>> BEGIN DOCUMENT TEXT
Travelling with a disability is far from easy. But it is exactly what I have been doing for the past 36 years. I have had my disability since 1978 after sustaining a T4 spinal cord injury in a car wreck. At that time I was 20 years old and still believed I had the world at my feet and after rehabilitation, I would continue to live my life as I wanted to: working, shopping, going out to dinner, having adventures with friends and family and travelling.
In 1978, rehabilitation meant learning to dress yourself, transfer to and from your chair, safely cook in a kitchen that was not designed to accommodate functioning in a wheelchair – basically doing everything just a little bit lower than face level.
The first step in continuing a normal life (pre-injury) I purchased a van, equipped with a wheelchair lift and hand controls. Now I would have my independence back!
It didn’t take long to realize that I was now living in a world that was approximately 90% inaccessible to me without assistance, at least one person to help me with curbs, stairs, heavy doors and other barricades that were not taken into consideration when design was done.
Fortunately and thankfully, due to the Americans with Disabilities Act (ADA) accessibility an accommodation for all types of disability are being considered in the beginning phases of architectural design, city planning, and other forms of daily living. But inevitably when travelling, some form of in-access will need to be addressed before venturing into unfamiliar territory.
Here are a few things that I do in before going to an area or building that is new to me.
If I know I will be staying in a hotel, I have the luxury of owning a laptop, smartphone and internet access. Technology can go a long way in the process of planning. The first thing to do is go online (hopefully the hotel has a website that is “accessible”) to see if they have details to their accessibility. Guidelines set forth in the ADA make standardized accommodations easy to recognize. I look at the layout of the building, accessible rooms they offer, on-site dining, pool and/or hot tub accessibility (lift) and even flooring. Thick carpet can be very exhausting when using a manual wheelchair.
Some friends with a similar disability utilize Google’s “street view” to actually look for barriers to an entrance of a building, even going so far as to drive by ahead of time to see if it’s accessible.
Next, I call the hotel and ask to speak with the manager. I ask these questions:
Is there accessible parking in a well lit area near the hotel entrance?
Do they have automatic doors, assistance to help my with my bags?
Does the roll-in shower have a lip around it or is it flush with the floor? (I happen to dislike doing wheelies)
Is there a shower bench provided and a wall mount, adjustable showerhead (does it slide up and down) and will housekeeping be willing to clean the shower bench with bleach once I arrive?
Are there wall mounted hand/grab bars inside the tub area?
Does the sink/vanity accommodate a wheelchair to roll under, if so are pipes wrapped with insulation to prevent burns due to hot water, or injury from ramming a knee or leg into the pipe?
Is the mirror at counter level or several inches higher? (which makes it impossible to see anything but the top of your head!)
Are the electrical outlets at counter level?
Is the blow dryer mounted low enough to reach from a sitting position?
How wide is the open doorway into the bathroom?
Can a wheelchair turn a complete circle once inside?
How much space is there between the wall and bed?
If there are two beds how much space is between them? Some people can only transfer out of their wheelchair from one side.
Can lights be turned off at the bedside, if so how high is the switchplate? I’ve stayed in places where I get into bed, reach to turn the light off and discover it’s too high to reach.
>> END DOCUMENT TEXT
> _DIRECTIVE 1_: Print the lines of the listing exactly, starting with the line that contains "outline **white pebble**, every instance" and going on through the line that contains "M 2 226 L 3".
>> BEGIN SOURCE RECORDS
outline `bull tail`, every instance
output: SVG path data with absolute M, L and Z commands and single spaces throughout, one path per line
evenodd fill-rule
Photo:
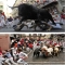
M 9 5 L 8 5 L 8 6 L 9 6 Z M 18 6 L 9 6 L 9 8 L 14 9 L 14 8 L 18 8 Z

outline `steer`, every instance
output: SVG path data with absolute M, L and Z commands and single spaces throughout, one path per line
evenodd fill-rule
M 51 21 L 52 24 L 55 25 L 52 15 L 49 13 L 48 10 L 39 9 L 37 6 L 27 3 L 22 3 L 17 6 L 12 6 L 12 9 L 14 8 L 18 9 L 18 16 L 21 17 L 20 24 L 22 24 L 22 22 L 27 20 L 34 20 L 36 25 L 38 26 L 42 24 L 41 22 L 43 21 L 44 22 L 43 24 L 49 26 L 50 29 L 51 26 L 48 24 L 49 21 Z

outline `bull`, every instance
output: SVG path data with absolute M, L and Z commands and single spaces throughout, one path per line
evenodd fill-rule
M 39 9 L 37 6 L 34 6 L 31 4 L 22 3 L 17 6 L 12 6 L 12 9 L 17 8 L 18 9 L 18 16 L 21 17 L 20 24 L 14 27 L 15 30 L 21 30 L 24 27 L 24 24 L 22 22 L 27 20 L 35 21 L 35 24 L 39 26 L 40 28 L 43 28 L 40 25 L 46 25 L 46 27 L 51 30 L 51 26 L 48 24 L 49 21 L 52 22 L 53 25 L 55 25 L 52 15 L 49 13 L 48 10 Z M 44 23 L 43 23 L 44 22 Z M 18 28 L 18 29 L 17 29 Z M 35 26 L 36 28 L 36 26 Z

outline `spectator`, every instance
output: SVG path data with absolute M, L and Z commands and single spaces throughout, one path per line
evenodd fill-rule
M 9 65 L 14 64 L 14 65 L 17 65 L 14 61 L 13 61 L 13 57 L 12 55 L 10 54 L 10 52 L 8 50 L 5 50 L 5 54 L 6 55 L 6 60 L 5 60 L 5 63 L 8 63 Z M 11 62 L 11 63 L 10 63 Z
M 22 52 L 22 48 L 18 49 L 18 61 L 17 63 L 23 63 L 24 65 L 28 65 L 25 60 L 28 58 L 28 55 L 24 52 Z

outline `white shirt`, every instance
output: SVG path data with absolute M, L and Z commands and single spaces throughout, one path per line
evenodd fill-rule
M 26 53 L 24 53 L 24 52 L 20 52 L 20 53 L 18 53 L 18 57 L 20 57 L 20 58 L 22 58 L 22 57 L 24 57 L 24 56 L 28 56 L 28 55 L 27 55 Z
M 16 53 L 17 48 L 11 48 L 11 49 L 12 49 L 13 54 L 15 54 L 15 53 Z

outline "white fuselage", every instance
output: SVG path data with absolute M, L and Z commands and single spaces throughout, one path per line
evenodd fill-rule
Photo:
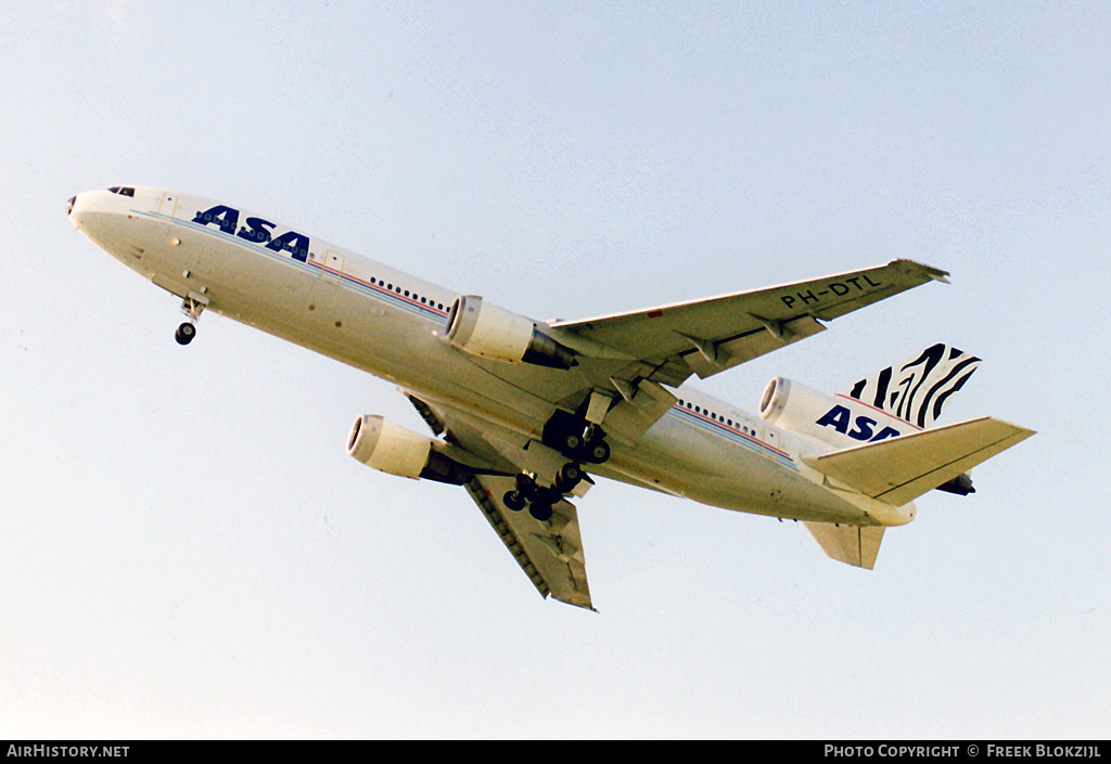
M 126 189 L 131 191 L 132 189 Z M 204 214 L 208 213 L 208 219 Z M 487 360 L 443 338 L 458 294 L 251 212 L 160 189 L 81 193 L 71 219 L 123 264 L 208 310 L 537 438 L 573 370 Z M 543 394 L 537 391 L 546 391 Z M 852 524 L 910 522 L 823 483 L 803 454 L 827 443 L 683 385 L 635 445 L 590 472 L 729 510 Z

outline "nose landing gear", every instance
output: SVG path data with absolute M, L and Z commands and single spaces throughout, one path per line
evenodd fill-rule
M 197 319 L 201 318 L 207 304 L 208 299 L 192 292 L 181 301 L 181 312 L 188 315 L 189 320 L 178 326 L 178 331 L 173 333 L 173 339 L 178 341 L 179 345 L 188 345 L 197 336 Z

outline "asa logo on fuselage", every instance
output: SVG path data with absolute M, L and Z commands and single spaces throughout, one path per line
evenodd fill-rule
M 247 224 L 236 230 L 239 225 L 239 210 L 217 204 L 203 212 L 198 212 L 193 218 L 194 223 L 201 225 L 219 225 L 220 230 L 228 234 L 234 234 L 247 241 L 254 241 L 266 244 L 268 250 L 274 252 L 289 252 L 293 260 L 304 262 L 309 258 L 309 237 L 297 231 L 287 231 L 279 237 L 274 237 L 272 231 L 278 228 L 277 223 L 271 223 L 262 218 L 248 218 Z
M 855 420 L 853 420 L 852 412 L 842 405 L 835 405 L 825 412 L 825 415 L 818 420 L 818 424 L 823 428 L 833 428 L 842 435 L 869 443 L 882 441 L 887 438 L 898 438 L 900 434 L 898 430 L 889 426 L 877 432 L 879 422 L 862 414 L 858 414 Z M 852 426 L 852 430 L 849 429 L 850 426 Z

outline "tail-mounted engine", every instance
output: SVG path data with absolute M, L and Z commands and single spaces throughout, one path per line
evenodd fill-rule
M 769 424 L 839 446 L 917 432 L 908 422 L 848 398 L 830 398 L 777 376 L 764 389 L 760 415 Z
M 363 415 L 354 421 L 348 438 L 348 453 L 367 466 L 399 478 L 434 480 L 462 485 L 467 469 L 437 451 L 438 441 L 387 422 Z M 442 445 L 442 444 L 441 444 Z
M 570 369 L 577 363 L 574 351 L 540 331 L 536 321 L 484 304 L 473 294 L 457 299 L 451 306 L 448 340 L 472 355 L 511 363 L 551 369 Z

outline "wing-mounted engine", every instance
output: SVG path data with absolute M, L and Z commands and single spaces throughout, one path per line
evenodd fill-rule
M 532 319 L 482 302 L 469 294 L 456 300 L 448 318 L 448 340 L 463 352 L 482 358 L 570 369 L 574 351 L 541 331 Z
M 399 478 L 462 485 L 470 479 L 469 471 L 437 451 L 438 443 L 381 416 L 366 414 L 351 426 L 348 453 L 367 466 Z
M 919 428 L 849 398 L 823 395 L 777 376 L 764 389 L 760 415 L 769 424 L 840 448 L 898 438 Z

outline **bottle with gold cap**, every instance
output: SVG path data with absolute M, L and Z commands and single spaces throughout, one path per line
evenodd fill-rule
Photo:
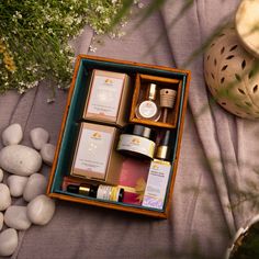
M 162 161 L 170 160 L 170 142 L 171 142 L 171 132 L 169 130 L 166 131 L 164 138 L 160 142 L 160 145 L 157 147 L 156 158 Z
M 124 189 L 111 185 L 93 185 L 93 184 L 69 184 L 67 191 L 71 193 L 81 194 L 85 196 L 97 198 L 105 201 L 122 202 L 124 196 Z
M 157 148 L 156 158 L 150 164 L 142 203 L 143 206 L 158 210 L 162 210 L 165 206 L 167 187 L 171 173 L 170 134 L 170 131 L 166 131 L 166 134 Z
M 136 108 L 136 117 L 145 119 L 151 121 L 158 121 L 161 115 L 161 110 L 157 105 L 156 101 L 157 95 L 157 85 L 150 83 L 148 87 L 147 99 L 140 101 L 140 103 Z

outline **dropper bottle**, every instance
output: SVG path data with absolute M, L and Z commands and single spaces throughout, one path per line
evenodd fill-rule
M 147 99 L 142 101 L 136 108 L 136 117 L 150 120 L 150 121 L 158 121 L 161 115 L 161 110 L 155 102 L 157 97 L 157 85 L 149 83 Z

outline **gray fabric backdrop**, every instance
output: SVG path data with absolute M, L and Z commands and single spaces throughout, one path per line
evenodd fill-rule
M 125 29 L 128 35 L 121 40 L 103 37 L 104 44 L 97 44 L 86 27 L 75 42 L 76 53 L 89 53 L 92 44 L 97 47 L 92 55 L 180 68 L 238 2 L 196 0 L 170 26 L 183 1 L 167 1 L 142 26 L 131 22 Z M 12 258 L 223 258 L 237 228 L 258 213 L 247 203 L 229 209 L 238 201 L 232 187 L 245 188 L 245 179 L 254 178 L 258 168 L 258 122 L 209 105 L 202 56 L 188 68 L 192 80 L 170 218 L 58 201 L 47 226 L 20 232 Z M 31 145 L 30 131 L 42 126 L 56 144 L 67 93 L 57 91 L 56 102 L 47 104 L 50 91 L 46 85 L 23 95 L 10 91 L 0 97 L 0 131 L 21 123 L 23 144 Z M 204 105 L 207 109 L 200 114 Z M 44 167 L 43 173 L 48 172 Z

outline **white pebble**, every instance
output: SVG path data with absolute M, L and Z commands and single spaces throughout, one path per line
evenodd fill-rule
M 18 247 L 18 232 L 8 228 L 0 233 L 0 256 L 11 256 Z
M 32 223 L 27 218 L 26 206 L 12 205 L 4 213 L 4 223 L 16 230 L 26 230 Z
M 46 225 L 55 213 L 55 202 L 42 194 L 27 204 L 27 217 L 36 225 Z
M 2 226 L 3 226 L 3 214 L 2 212 L 0 212 L 0 232 L 2 229 Z
M 43 145 L 48 142 L 49 134 L 42 127 L 35 127 L 31 131 L 30 137 L 33 146 L 40 150 L 42 149 Z
M 27 177 L 42 166 L 41 155 L 23 145 L 7 146 L 0 150 L 0 167 L 8 172 Z
M 2 132 L 2 143 L 4 146 L 19 144 L 22 137 L 22 127 L 18 123 L 11 124 Z
M 2 182 L 3 179 L 3 170 L 0 168 L 0 182 Z
M 8 185 L 0 183 L 0 212 L 5 211 L 12 203 Z
M 23 194 L 24 188 L 27 183 L 27 177 L 10 176 L 8 178 L 8 185 L 10 189 L 11 196 L 21 196 Z
M 56 147 L 53 144 L 45 144 L 41 149 L 43 161 L 48 166 L 53 165 Z
M 23 199 L 26 202 L 32 201 L 34 198 L 44 194 L 47 188 L 47 180 L 41 173 L 33 173 L 24 188 Z

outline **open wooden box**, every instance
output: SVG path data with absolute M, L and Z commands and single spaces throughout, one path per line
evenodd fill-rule
M 111 201 L 103 201 L 90 196 L 69 193 L 63 189 L 64 177 L 70 174 L 70 168 L 75 151 L 75 145 L 78 136 L 78 122 L 80 122 L 86 99 L 89 90 L 90 75 L 93 69 L 125 72 L 127 74 L 135 87 L 137 74 L 149 75 L 150 77 L 167 78 L 169 81 L 177 81 L 178 88 L 177 112 L 173 115 L 173 144 L 171 146 L 172 160 L 169 183 L 167 185 L 166 201 L 162 210 L 144 207 L 136 204 L 126 204 Z M 75 67 L 75 74 L 68 94 L 67 105 L 64 113 L 63 124 L 59 133 L 59 139 L 56 148 L 55 159 L 52 167 L 47 194 L 50 198 L 78 202 L 89 205 L 97 205 L 108 209 L 115 209 L 125 212 L 133 212 L 148 216 L 167 218 L 171 196 L 173 192 L 173 183 L 177 173 L 177 166 L 180 153 L 180 143 L 183 131 L 183 121 L 187 109 L 188 88 L 190 81 L 190 71 L 179 70 L 161 66 L 151 66 L 132 61 L 108 59 L 94 56 L 78 56 Z M 128 100 L 133 102 L 133 100 Z M 130 120 L 130 117 L 128 117 Z M 170 127 L 170 126 L 169 126 Z

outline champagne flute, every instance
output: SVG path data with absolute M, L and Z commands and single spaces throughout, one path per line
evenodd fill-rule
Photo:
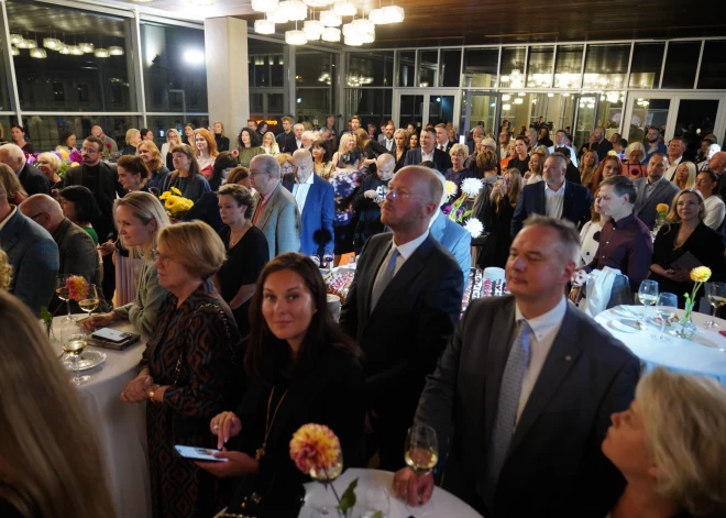
M 69 295 L 68 295 L 68 288 L 66 287 L 66 283 L 68 280 L 68 277 L 70 275 L 58 275 L 56 277 L 55 282 L 55 295 L 66 302 L 66 308 L 68 308 L 68 316 L 64 319 L 66 322 L 75 322 L 76 319 L 70 315 L 70 300 L 69 300 Z
M 414 425 L 409 428 L 404 460 L 418 476 L 430 474 L 439 462 L 439 441 L 436 430 L 427 425 Z M 420 503 L 420 495 L 417 496 Z M 433 510 L 433 503 L 429 500 L 422 507 L 411 507 L 406 504 L 406 508 L 420 516 L 427 516 Z
M 705 322 L 707 328 L 719 328 L 716 323 L 716 309 L 726 304 L 726 283 L 708 283 L 706 284 L 706 296 L 708 302 L 714 307 L 711 320 Z
M 90 376 L 80 375 L 80 355 L 84 353 L 88 346 L 88 335 L 82 332 L 74 333 L 68 335 L 68 339 L 63 342 L 63 350 L 74 356 L 74 363 L 76 365 L 76 375 L 70 378 L 70 382 L 78 386 L 90 379 Z
M 673 294 L 660 294 L 658 296 L 658 304 L 656 306 L 656 311 L 661 319 L 660 323 L 660 334 L 656 337 L 656 340 L 668 340 L 666 334 L 666 322 L 673 318 L 678 309 L 678 297 Z
M 656 280 L 646 279 L 640 283 L 638 288 L 638 300 L 644 306 L 654 306 L 658 301 L 658 283 Z M 638 327 L 641 326 L 640 317 L 638 317 Z

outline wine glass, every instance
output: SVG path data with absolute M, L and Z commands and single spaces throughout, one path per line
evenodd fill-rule
M 75 322 L 76 319 L 70 315 L 70 300 L 68 296 L 68 288 L 66 287 L 66 283 L 70 275 L 58 275 L 55 282 L 55 295 L 66 302 L 66 308 L 68 308 L 68 316 L 64 319 L 66 322 Z
M 63 350 L 74 356 L 74 364 L 76 365 L 76 375 L 70 378 L 74 385 L 82 385 L 90 379 L 90 376 L 80 375 L 80 355 L 88 346 L 88 335 L 85 332 L 76 332 L 69 334 L 63 342 Z
M 708 302 L 714 307 L 711 320 L 704 324 L 707 328 L 719 328 L 716 323 L 716 309 L 721 308 L 726 304 L 726 283 L 708 283 L 706 284 L 706 296 L 708 297 Z
M 650 279 L 640 283 L 640 287 L 638 288 L 638 300 L 640 300 L 640 304 L 644 306 L 653 306 L 658 301 L 658 283 Z M 638 317 L 638 327 L 640 326 L 640 317 Z
M 98 286 L 89 284 L 86 298 L 78 301 L 78 306 L 88 313 L 88 318 L 94 316 L 94 311 L 98 309 L 98 305 L 101 302 L 101 298 L 98 295 L 99 293 L 100 289 L 98 289 Z
M 656 337 L 656 340 L 668 340 L 666 334 L 666 322 L 673 318 L 678 309 L 678 297 L 673 294 L 660 294 L 658 296 L 658 302 L 656 306 L 656 311 L 661 319 L 660 323 L 660 334 Z
M 404 460 L 418 476 L 430 474 L 439 462 L 439 441 L 436 430 L 428 425 L 414 425 L 409 428 Z M 424 506 L 417 507 L 406 504 L 406 508 L 420 516 L 427 516 L 433 510 L 433 503 L 429 500 Z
>> END SOURCE RECORDS
> _DIRECTIVE 2_: Output the passage from the text on traveling with a disability exactly, starting with "Next, I call" and going on through "once I arrive?".

> _EXERCISE ANSWER 1_:
outline **white pebble**, every instance
output: SVG path data with absolute M, L and Z commands and single spaces throughout, one path per line
evenodd fill-rule
M 18 247 L 18 232 L 8 228 L 0 233 L 0 256 L 11 256 Z
M 32 223 L 27 218 L 26 206 L 12 205 L 4 213 L 4 223 L 16 230 L 26 230 Z
M 46 225 L 55 213 L 55 202 L 42 194 L 27 204 L 27 217 L 36 225 Z
M 2 226 L 3 226 L 3 214 L 2 212 L 0 212 L 0 232 L 2 229 Z

> _EXERCISE ANSWER 2_:
Next, I call the hotel and ask to speak with the manager. I ask these questions:
Is there accessible parking in a well lit area near the hotel entrance?
Do they have automatic doors, assistance to help my with my bags?
Does the roll-in shower have a lip around it or is it flush with the floor? (I happen to dislike doing wheelies)
Is there a shower bench provided and a wall mount, adjustable showerhead (does it slide up and down) and will housekeeping be willing to clean the shower bench with bleach once I arrive?